- INSTRUCTIONS TO FOLLOW: Arrange the records from the line containing "[segment] calf front leg" through the end of the records, including both ends, as a numbered list with blank lines omitted.

--- begin DATA FOR THE TASK ---

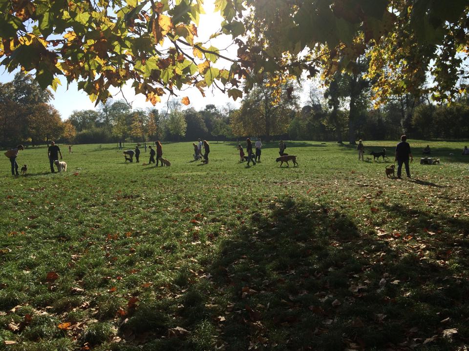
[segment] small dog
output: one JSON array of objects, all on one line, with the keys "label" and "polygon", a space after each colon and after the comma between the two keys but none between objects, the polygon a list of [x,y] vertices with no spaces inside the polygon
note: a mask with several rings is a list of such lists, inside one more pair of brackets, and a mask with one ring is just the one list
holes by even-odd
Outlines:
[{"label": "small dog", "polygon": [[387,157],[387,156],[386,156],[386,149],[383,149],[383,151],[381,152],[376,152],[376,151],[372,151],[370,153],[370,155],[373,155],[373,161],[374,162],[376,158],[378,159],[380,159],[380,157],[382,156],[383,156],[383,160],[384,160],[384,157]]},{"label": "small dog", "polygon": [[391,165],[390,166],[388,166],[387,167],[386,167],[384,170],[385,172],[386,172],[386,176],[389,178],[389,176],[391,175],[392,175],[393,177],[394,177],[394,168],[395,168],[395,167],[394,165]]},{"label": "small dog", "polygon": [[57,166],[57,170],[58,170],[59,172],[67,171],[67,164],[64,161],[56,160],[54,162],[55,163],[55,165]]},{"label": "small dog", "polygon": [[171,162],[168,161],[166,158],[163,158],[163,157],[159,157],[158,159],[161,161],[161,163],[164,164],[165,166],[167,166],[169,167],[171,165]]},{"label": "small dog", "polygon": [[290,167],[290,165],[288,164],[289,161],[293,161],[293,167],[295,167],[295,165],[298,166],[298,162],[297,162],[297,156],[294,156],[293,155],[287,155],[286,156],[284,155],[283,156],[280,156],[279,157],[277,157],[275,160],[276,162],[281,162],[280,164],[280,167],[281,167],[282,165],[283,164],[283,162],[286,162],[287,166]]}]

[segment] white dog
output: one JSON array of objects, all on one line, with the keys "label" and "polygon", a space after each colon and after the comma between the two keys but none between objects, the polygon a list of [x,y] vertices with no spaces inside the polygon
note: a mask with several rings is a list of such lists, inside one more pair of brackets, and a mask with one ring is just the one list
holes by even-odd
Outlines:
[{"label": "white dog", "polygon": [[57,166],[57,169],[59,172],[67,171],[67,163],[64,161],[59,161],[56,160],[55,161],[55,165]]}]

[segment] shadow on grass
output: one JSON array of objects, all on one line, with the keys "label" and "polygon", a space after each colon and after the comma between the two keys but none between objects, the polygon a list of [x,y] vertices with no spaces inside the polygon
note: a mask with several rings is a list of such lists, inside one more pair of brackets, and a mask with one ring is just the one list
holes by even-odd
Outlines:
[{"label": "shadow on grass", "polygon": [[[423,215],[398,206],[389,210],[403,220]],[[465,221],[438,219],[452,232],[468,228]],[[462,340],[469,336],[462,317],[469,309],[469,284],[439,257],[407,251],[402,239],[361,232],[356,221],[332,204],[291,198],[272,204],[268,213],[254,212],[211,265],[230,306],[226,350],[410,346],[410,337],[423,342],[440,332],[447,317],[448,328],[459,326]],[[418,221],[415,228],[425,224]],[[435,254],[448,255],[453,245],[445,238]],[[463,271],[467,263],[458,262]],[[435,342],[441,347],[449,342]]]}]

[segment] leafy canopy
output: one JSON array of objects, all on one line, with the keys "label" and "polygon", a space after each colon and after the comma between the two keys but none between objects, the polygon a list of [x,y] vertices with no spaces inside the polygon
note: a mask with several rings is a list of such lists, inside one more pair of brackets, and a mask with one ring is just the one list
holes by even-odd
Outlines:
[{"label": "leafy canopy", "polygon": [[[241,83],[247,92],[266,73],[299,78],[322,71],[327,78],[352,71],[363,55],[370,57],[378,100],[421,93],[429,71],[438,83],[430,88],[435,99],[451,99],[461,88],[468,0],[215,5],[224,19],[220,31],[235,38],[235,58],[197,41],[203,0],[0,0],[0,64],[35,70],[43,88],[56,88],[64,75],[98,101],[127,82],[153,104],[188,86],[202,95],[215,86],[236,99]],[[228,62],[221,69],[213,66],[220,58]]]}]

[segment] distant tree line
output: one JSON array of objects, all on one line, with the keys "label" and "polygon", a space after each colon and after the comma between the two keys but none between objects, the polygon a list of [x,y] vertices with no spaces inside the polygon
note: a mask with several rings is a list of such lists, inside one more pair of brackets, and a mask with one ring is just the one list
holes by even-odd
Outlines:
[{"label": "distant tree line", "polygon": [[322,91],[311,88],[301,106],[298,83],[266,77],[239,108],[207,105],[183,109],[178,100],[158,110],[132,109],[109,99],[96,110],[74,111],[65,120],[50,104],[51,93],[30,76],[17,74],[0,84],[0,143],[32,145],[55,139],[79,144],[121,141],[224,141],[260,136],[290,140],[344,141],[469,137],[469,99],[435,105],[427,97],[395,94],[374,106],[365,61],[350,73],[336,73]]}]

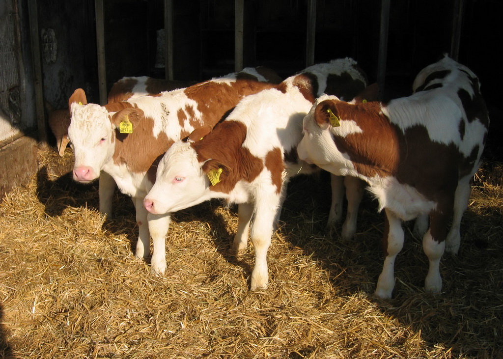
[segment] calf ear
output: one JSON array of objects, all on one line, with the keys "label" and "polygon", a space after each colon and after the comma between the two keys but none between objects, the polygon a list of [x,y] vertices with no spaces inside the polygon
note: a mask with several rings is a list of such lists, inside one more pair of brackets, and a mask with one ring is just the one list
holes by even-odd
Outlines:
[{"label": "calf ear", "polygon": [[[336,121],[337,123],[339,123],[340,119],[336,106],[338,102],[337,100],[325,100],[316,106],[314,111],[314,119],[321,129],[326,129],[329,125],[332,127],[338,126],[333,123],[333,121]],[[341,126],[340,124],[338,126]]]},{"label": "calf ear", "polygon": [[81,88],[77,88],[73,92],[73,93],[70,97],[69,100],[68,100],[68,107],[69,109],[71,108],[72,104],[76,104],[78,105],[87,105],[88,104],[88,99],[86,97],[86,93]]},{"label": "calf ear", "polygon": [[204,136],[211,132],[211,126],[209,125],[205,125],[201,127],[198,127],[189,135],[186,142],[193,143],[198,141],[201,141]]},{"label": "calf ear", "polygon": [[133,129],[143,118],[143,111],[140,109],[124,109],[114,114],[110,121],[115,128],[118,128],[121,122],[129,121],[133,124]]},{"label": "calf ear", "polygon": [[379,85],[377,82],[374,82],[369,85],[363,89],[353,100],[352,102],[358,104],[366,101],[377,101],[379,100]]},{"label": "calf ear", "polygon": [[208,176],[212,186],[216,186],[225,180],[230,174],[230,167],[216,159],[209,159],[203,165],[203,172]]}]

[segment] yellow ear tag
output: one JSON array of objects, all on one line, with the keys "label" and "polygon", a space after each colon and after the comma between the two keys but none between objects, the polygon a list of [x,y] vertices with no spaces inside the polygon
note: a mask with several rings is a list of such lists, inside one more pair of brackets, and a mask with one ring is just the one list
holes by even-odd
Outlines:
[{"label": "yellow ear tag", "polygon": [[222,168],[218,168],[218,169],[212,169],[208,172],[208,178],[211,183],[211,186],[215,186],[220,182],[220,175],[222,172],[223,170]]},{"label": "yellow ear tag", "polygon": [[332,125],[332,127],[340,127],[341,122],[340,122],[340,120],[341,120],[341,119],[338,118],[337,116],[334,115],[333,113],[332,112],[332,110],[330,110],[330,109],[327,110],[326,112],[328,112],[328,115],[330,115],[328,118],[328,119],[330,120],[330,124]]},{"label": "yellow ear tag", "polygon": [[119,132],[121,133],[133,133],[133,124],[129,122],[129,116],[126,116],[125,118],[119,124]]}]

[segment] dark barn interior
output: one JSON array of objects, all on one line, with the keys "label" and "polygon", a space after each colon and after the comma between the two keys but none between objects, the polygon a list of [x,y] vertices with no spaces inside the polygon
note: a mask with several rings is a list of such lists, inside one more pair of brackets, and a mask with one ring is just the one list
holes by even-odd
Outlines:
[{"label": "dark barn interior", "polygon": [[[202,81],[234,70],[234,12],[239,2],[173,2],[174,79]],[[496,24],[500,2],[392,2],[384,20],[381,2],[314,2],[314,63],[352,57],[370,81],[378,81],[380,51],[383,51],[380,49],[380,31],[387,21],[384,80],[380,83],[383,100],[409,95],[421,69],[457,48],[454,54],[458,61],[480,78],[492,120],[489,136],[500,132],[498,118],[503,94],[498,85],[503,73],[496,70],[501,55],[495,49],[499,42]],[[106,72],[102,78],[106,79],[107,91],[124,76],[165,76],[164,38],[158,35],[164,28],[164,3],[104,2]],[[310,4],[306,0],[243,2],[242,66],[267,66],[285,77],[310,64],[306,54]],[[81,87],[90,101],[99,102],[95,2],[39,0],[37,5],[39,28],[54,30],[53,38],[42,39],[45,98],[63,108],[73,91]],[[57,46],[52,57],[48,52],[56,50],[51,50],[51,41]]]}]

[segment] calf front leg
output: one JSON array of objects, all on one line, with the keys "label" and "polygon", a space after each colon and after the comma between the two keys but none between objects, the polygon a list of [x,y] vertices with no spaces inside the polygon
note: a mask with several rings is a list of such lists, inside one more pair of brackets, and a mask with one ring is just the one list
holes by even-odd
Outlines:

--- end DATA FOR THE TASK ---

- TASK OUTPUT:
1. [segment] calf front leg
2. output: one JSON array of objects, all on one line, with the keys "label" and "polygon", a space after each colon and after the comma between the two keys but none between objects, the polygon a list of [x,y] vertices with no spaces inside the polygon
3. note: a mask with several rings is a list of such lists, inside one more pair of brackets, and a mask with one ring is just the one list
4. holes by even-odd
5. Outlines:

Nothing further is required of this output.